We just posted the other day that all emplloyers should know as much as possible about diabetes and its effect on the workplace under the Americans With Disabilities Act (the “ADA”), and we cited an article printed in Law.com entitled “Diabetes on the Rise: What Employers Need To Know To Avoid Claims.”
We have now read in the The Wall Street Journal of a new study by the Centers for Disease Control and Prevention which has found that “[a]fter doubling over nearly two decades, rates of diabetes in the U.S. may be leveling off.” Good news.
So is “diabetes on the rise” or “leveling off?” Or can it be both?
The CDC study “found that rates of the disease more than doubled from 1990 to 2008. That was fueled in part by the obesity epidemic,” and that “[t]he aging of the population and growth of Hispanic and other populations at increased risk for the disease also played a role.”
“One major reason for the change appears to be a plateauing of obesity rates … More than one-third of adults, 35%, were obese in 2011 and 2012, a rate that is roughly unchanged from 2003-04.”
If the article in Law.com which we cited the other day was based upon the same CDC study reported in the WSJ, it seems that it omitted the optimistic news that rates of diabetes in the U.S. may be “leveling off.”
Readers are referred to both articles, and the CDC study (which we have not yet read), to determine the latest statistics on diabetes. In any event, the premise and warning of the article “Diabetes on the Rise: What Employers Need To Know To Avoid Claims” remains: employers must educate themseleves and learn how to accommodate those who suffer from this catastrophic condition.

# EXERCISE SET
**A)** Answer these about the diabetes post:
(i) Which newspaper reported the new CDC study?
(ii) What share of adults were obese in 2011 and 2012?
(iii) Between which years did diabetes rates more than double?
**B)** Rewrite the diabetes post starting at "We just posted" and ending at "it be both?", swapping "leveling off" for "holding steady".
The records have no connection to the diabetes post.

# DATA EXTRACT
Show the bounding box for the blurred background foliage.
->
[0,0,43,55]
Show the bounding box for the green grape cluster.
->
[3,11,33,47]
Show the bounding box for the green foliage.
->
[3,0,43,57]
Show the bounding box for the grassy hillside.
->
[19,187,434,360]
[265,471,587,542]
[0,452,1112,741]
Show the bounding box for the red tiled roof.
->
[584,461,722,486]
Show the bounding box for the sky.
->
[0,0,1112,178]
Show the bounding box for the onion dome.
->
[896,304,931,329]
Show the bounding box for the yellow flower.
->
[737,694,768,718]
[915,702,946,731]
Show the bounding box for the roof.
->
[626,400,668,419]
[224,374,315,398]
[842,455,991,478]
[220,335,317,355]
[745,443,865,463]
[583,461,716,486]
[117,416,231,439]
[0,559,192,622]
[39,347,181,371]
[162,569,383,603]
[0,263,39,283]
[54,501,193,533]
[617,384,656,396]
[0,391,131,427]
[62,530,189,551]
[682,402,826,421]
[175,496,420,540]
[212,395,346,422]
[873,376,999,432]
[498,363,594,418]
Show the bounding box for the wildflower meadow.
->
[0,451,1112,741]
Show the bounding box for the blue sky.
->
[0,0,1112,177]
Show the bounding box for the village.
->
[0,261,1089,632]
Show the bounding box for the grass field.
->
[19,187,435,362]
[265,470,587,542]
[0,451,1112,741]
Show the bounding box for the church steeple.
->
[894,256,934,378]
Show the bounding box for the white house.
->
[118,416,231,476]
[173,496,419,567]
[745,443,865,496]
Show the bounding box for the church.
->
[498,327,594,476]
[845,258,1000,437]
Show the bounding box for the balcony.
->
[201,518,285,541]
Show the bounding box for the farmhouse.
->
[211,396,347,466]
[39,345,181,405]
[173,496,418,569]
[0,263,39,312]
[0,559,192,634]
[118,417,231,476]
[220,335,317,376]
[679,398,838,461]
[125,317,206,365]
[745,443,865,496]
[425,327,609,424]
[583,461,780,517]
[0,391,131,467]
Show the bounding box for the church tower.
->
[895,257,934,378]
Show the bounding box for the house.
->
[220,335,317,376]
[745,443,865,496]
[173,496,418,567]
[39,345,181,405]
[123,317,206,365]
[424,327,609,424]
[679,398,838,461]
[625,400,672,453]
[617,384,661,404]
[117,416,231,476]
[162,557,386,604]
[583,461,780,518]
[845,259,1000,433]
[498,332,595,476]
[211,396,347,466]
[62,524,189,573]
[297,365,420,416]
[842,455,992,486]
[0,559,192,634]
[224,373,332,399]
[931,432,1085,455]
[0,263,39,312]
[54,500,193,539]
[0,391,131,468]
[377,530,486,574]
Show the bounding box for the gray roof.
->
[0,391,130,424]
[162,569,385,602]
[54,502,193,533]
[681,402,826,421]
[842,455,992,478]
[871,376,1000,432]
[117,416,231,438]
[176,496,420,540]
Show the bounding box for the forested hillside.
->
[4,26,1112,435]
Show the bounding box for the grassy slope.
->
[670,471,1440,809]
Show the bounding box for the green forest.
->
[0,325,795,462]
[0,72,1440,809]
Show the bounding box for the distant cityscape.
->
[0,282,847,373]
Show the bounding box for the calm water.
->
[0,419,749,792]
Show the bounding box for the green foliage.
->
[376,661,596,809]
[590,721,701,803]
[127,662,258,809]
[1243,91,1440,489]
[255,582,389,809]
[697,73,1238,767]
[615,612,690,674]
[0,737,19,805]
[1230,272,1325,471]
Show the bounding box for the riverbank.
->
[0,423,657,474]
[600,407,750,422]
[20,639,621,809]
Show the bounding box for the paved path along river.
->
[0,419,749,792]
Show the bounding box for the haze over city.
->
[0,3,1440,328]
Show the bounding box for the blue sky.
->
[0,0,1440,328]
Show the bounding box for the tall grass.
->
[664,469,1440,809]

# RESPONSES BY ITEM NUMBER
**A)**
(i) The Wall Street Journal
(ii) 35%, more than one-third
(iii) 1990 to 2008

**B)**
We just posted the other day that all emplloyers should know as much as possible about diabetes and its effect on the workplace under the Americans With Disabilities Act (the “ADA”), and we cited an article printed in Law.com entitled “Diabetes on the Rise: What Employers Need To Know To Avoid Claims.”
We have now read in the The Wall Street Journal of a new study by the Centers for Disease Control and Prevention which has found that “[a]fter doubling over nearly two decades, rates of diabetes in the U.S. may be holding steady.” Good news.
So is “diabetes on the rise” or “holding steady?” Or can it be both?